▸ **Recorded data**:

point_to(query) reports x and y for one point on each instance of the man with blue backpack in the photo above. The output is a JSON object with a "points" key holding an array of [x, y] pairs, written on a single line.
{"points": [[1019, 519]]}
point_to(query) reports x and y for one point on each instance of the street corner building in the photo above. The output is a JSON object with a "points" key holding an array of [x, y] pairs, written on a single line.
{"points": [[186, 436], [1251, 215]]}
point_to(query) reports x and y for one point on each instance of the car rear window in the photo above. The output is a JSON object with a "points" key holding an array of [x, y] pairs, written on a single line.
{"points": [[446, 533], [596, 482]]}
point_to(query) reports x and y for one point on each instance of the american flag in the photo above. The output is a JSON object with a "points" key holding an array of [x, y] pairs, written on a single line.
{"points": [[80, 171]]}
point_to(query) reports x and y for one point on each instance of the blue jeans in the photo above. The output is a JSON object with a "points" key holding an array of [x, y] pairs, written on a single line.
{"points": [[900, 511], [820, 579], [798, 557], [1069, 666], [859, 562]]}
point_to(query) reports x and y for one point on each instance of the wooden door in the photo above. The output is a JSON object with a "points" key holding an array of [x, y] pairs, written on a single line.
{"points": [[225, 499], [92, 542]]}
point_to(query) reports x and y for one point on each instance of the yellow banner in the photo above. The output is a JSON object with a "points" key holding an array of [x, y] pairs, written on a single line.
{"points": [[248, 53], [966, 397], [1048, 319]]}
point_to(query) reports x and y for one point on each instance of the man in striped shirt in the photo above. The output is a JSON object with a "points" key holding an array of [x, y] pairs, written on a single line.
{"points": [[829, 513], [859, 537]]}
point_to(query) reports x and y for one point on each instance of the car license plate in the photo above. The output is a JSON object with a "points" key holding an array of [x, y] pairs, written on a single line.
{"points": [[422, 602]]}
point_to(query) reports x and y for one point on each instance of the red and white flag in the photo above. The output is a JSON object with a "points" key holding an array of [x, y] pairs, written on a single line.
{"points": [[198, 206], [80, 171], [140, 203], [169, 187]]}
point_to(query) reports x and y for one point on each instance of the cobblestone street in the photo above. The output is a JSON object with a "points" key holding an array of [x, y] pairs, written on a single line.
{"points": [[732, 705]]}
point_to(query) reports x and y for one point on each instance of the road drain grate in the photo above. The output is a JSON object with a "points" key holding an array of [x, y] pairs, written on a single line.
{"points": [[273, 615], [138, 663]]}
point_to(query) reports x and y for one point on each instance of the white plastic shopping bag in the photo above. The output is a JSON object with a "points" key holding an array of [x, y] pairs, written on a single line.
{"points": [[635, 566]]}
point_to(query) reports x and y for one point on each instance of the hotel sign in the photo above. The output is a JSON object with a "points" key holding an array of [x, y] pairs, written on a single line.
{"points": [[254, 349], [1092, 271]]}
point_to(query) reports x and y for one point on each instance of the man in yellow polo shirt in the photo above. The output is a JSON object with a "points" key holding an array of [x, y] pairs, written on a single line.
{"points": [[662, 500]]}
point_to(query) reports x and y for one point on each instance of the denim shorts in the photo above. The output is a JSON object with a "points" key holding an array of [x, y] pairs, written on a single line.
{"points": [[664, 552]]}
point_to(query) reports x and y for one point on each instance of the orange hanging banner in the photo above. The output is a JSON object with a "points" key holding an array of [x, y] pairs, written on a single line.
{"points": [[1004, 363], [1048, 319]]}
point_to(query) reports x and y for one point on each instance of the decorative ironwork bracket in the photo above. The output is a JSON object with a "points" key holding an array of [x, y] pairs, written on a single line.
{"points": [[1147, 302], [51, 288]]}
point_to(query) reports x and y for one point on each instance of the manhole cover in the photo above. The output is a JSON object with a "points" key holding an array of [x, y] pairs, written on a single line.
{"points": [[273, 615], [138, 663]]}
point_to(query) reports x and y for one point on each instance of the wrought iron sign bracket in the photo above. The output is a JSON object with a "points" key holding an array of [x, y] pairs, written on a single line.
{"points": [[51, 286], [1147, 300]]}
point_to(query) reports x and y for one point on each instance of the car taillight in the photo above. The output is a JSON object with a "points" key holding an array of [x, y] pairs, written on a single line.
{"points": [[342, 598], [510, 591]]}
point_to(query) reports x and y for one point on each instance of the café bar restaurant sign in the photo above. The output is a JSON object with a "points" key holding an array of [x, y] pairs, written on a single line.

▸ **Given exercise**: Present all of the records above as a numbered list, leaving out any blank lines.

▸ **Response**:
1. point_to(query) reports x and y for one point on each instance of the man with blue backpack in the photo above. The output is a JSON object with a "points" key holding an array of [x, y] pairs, written on a single line.
2. {"points": [[1019, 519]]}
3. point_to(query) reports x and y for one point on each instance of the street corner building in the photo above. The output is a JSON object with a "points" key holding an array of [x, y] pairs, written on a single line.
4. {"points": [[186, 436], [1251, 215]]}
5. point_to(query) reports x and y for one point on each instance of the car rear window in the photo above. The output is a JSON object with a "points" key holding an array of [x, y] pairs, written on a single line.
6. {"points": [[446, 533], [596, 482]]}
7. point_to(query) reports x and y for one point on each instance of the american flag in the photo above. The output is a JSON object with a "points" key holding an array of [x, y] pairs, written on a single line.
8. {"points": [[80, 171]]}
9. point_to(query) reports x and y for one point on each instance of the blue jeans in the photo above. The output is a JSON object with a "points" key holding an array of [x, y] pairs, written on a single line.
10. {"points": [[900, 511], [820, 579], [798, 557], [1069, 666], [859, 562]]}
11. point_to(query) reports x and y for one point on each instance of the wooden door in the photo above. The output is a JSON object with a "points" key holding an array of [x, y] pairs, written on a single line.
12. {"points": [[225, 499], [92, 542]]}
13. point_to(query) reports x and y for one point on each instance of the yellow banner in the photo above. The output is a JSON object with a "points" key holding an array of [x, y] pairs, written on a single line.
14. {"points": [[248, 53], [966, 397], [1048, 319]]}
15. point_to(query) reports x and y for one point on each instance of the man in striped shirt in the photo above. The output is a JSON object with a "points" key holding an array of [x, y] pairs, written on a single line.
16. {"points": [[829, 513], [859, 537]]}
17. point_to(query) reports x and y for one point on each instance of the car license plate in the photo above. The output is a JSON object with a "points" key holding an array of [x, y] pairs, written on a single line.
18. {"points": [[422, 602]]}
19. point_to(query) reports x and y for one point on each instance of the red and white flag in the photo above. The output is a JSON object with a "points" key holding an array of [x, y] pairs, written on a single line.
20. {"points": [[198, 206], [80, 171], [140, 203], [169, 187]]}
21. point_to(query) reports x and y for one point on each instance of the cobblestone street in the photo above. The output is a JSON object with a "points" key holding an array of [x, y] pairs, written on a single line.
22. {"points": [[732, 705]]}
23. point_to(query) reports x and y for one point on each instance of the road drain grate in the photo above. The output is a JSON object with a "points" key holding an array of [x, y] pairs, written on a single line.
24. {"points": [[273, 615], [138, 663]]}
25. point_to(query) reports x and y for one point on each instance of the white plastic shopping bag in the photo above. The output is a JSON object with a "points" key holding an array of [x, y] pairs, written on a single line.
26. {"points": [[635, 566]]}
27. point_to(query) reports x and y for one point on each instance of the hotel sign in the photo above. The output is a JSON object with a "points" key holding an array of [x, y] pairs, written on a single line.
28. {"points": [[254, 349], [1092, 271]]}
29. point_to(query) reports x and y for one point on each instance of the man in yellow polo shirt in the photo above. The output is a JSON object with a "points" key holding an array of [x, y] pairs, written on a single line.
30. {"points": [[662, 500]]}
31. point_to(query) reports x and y for one point on each instance of the denim shorts in the photo above. The output is a JSON object with a "points" key holding an array of [x, y] pairs, written on a single line.
32. {"points": [[664, 552]]}
33. point_to(query) reports x and y for one point on each instance of the orange hanging banner in the photo above. The output is a JSON object with a "points" key holding an array of [x, y] pairs, written on a single line.
34. {"points": [[1004, 363], [1048, 319]]}
35. point_to(query) reports x and y for one point on each instance of the decorative ironwork bracket in the photo above. The output is a JSON object with a "points" key holding an array of [x, y] pairs, written on a single line.
36. {"points": [[1147, 302], [51, 288]]}
37. point_to(query) reports x and y for one point on each instance of the manhole cover in the photo above. The output is a JSON object with a "points" key holding an array of [x, y] pairs, written on a single line.
38. {"points": [[273, 615], [138, 663]]}
39. point_to(query) reports x and y for one point on each instance of the wrought iron sign bracket in the photo above. The output is a JSON object with a "points" key holding an array of [x, y] pairs, written on a single line.
40. {"points": [[51, 286], [1147, 300]]}
41. point_to(query) reports x and y for one point on each instance of the car taillight in the photo above. The output is a JSON object with a "points" key holding an array of [x, y] pairs, written on a single line.
42. {"points": [[342, 598], [510, 591]]}
43. point_to(query) reports x and y for one point on each instance of the café bar restaurant sign in the photo above. The output is a JSON object with a "points" key holding an array of [x, y] pairs, written on a single line.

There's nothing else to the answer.